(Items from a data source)
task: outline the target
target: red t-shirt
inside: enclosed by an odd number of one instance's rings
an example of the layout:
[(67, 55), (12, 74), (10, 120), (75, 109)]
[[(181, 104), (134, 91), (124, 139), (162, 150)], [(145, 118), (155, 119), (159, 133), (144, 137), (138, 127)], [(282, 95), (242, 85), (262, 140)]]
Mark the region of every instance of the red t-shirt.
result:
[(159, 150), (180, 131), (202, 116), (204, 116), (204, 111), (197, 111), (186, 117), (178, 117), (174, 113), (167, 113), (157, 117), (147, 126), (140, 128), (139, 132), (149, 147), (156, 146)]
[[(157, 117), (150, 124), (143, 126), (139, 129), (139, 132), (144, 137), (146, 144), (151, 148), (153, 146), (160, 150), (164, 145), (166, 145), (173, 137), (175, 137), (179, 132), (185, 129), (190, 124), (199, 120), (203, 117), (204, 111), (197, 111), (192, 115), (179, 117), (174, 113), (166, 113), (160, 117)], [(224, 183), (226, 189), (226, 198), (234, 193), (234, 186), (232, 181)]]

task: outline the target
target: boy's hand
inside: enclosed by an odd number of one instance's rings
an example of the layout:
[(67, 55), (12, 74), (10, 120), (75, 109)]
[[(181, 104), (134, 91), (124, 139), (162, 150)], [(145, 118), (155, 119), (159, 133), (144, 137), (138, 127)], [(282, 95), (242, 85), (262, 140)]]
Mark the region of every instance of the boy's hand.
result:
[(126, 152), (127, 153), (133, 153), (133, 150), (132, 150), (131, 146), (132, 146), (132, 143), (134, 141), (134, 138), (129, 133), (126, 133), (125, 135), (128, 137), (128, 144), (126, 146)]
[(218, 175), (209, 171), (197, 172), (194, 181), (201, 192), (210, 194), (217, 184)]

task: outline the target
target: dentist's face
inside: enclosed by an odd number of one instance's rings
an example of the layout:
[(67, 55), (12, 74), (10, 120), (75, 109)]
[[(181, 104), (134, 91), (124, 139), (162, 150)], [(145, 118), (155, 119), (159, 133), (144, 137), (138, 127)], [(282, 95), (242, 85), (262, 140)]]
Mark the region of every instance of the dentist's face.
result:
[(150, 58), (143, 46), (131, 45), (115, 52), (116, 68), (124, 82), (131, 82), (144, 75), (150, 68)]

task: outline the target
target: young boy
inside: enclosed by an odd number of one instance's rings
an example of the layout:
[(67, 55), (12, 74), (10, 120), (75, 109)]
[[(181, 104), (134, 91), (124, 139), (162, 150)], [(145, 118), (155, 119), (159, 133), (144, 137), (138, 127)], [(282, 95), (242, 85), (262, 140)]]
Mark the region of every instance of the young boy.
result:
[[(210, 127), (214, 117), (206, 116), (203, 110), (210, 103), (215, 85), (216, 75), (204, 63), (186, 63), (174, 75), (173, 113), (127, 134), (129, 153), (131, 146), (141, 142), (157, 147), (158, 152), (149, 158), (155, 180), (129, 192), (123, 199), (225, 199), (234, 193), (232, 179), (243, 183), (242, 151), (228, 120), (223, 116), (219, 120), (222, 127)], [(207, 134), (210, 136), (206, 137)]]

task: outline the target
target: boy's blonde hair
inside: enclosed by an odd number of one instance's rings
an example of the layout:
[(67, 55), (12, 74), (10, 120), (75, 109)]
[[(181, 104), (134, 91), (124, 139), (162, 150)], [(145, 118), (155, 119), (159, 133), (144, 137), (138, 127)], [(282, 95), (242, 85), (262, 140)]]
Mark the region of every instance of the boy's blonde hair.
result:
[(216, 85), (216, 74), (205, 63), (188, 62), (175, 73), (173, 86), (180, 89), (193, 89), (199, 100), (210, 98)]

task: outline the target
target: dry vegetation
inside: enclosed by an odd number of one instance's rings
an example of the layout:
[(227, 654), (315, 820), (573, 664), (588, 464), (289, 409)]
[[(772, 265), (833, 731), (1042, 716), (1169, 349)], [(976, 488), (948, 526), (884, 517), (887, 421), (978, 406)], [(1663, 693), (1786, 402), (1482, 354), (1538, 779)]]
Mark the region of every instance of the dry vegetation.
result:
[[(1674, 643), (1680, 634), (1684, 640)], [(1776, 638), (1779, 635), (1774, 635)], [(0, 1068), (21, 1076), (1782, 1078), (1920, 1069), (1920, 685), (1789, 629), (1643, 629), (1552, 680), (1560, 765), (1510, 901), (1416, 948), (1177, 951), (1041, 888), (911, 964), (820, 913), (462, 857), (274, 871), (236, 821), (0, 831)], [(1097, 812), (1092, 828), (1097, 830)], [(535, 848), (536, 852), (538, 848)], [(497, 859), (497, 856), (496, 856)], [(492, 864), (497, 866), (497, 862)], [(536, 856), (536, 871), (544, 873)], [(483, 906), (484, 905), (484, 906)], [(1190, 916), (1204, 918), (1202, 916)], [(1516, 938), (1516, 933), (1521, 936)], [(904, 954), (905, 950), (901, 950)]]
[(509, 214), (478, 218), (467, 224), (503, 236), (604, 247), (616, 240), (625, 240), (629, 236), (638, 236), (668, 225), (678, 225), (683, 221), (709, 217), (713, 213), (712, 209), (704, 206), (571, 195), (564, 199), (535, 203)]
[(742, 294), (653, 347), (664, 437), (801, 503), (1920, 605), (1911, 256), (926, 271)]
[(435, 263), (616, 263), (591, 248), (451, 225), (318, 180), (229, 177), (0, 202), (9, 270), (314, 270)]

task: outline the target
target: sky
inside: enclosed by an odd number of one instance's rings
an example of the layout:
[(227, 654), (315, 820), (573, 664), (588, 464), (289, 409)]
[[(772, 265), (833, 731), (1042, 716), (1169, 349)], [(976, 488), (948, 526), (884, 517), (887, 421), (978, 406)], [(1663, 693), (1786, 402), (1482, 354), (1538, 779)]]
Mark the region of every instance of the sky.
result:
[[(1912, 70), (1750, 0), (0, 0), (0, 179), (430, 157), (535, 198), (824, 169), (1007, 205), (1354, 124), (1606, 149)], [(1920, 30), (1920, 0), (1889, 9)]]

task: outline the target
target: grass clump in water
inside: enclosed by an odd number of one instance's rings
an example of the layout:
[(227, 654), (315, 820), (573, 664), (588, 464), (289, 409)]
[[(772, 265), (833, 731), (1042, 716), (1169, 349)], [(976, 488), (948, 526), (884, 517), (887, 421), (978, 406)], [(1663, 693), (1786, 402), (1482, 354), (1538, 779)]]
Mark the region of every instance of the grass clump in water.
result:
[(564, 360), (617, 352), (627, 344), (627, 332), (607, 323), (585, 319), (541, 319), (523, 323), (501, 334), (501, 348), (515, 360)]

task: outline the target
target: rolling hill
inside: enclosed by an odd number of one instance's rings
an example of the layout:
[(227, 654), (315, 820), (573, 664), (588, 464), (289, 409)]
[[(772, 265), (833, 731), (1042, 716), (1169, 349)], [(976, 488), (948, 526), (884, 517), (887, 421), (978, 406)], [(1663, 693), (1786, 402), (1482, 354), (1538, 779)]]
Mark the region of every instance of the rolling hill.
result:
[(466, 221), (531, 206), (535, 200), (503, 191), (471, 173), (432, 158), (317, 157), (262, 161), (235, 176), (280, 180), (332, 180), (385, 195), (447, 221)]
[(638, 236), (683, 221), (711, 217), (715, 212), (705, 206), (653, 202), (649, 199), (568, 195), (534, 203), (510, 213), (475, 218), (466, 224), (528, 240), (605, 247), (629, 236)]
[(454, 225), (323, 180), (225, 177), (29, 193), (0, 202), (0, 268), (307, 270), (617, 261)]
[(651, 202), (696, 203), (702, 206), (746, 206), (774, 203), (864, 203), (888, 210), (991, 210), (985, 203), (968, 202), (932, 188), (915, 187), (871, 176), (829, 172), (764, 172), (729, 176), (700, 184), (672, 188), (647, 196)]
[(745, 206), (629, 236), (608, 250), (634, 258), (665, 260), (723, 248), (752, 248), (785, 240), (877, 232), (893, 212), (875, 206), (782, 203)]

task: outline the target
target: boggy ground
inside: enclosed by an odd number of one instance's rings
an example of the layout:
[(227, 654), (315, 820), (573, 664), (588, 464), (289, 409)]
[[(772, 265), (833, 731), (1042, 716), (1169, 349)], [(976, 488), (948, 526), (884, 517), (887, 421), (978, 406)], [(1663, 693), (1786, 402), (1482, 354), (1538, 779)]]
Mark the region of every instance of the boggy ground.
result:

• **Description of the task**
Set down exactly the lines that begin the records and continue through the line bearing "Mark the region of every instance of the red"; include both ends.

• **Response to the exercise**
task: outline the target
target: red t-shirt
inside: enclosed by an odd number of one instance's rings
an example of the layout:
[(67, 55), (12, 74), (10, 120), (75, 109)]
[[(181, 104), (134, 91), (124, 139), (162, 150)], [(145, 118), (155, 119), (159, 133), (144, 137), (138, 127)], [(282, 95), (242, 85), (262, 140)]]
Mark the region of every instance of the red t-shirt.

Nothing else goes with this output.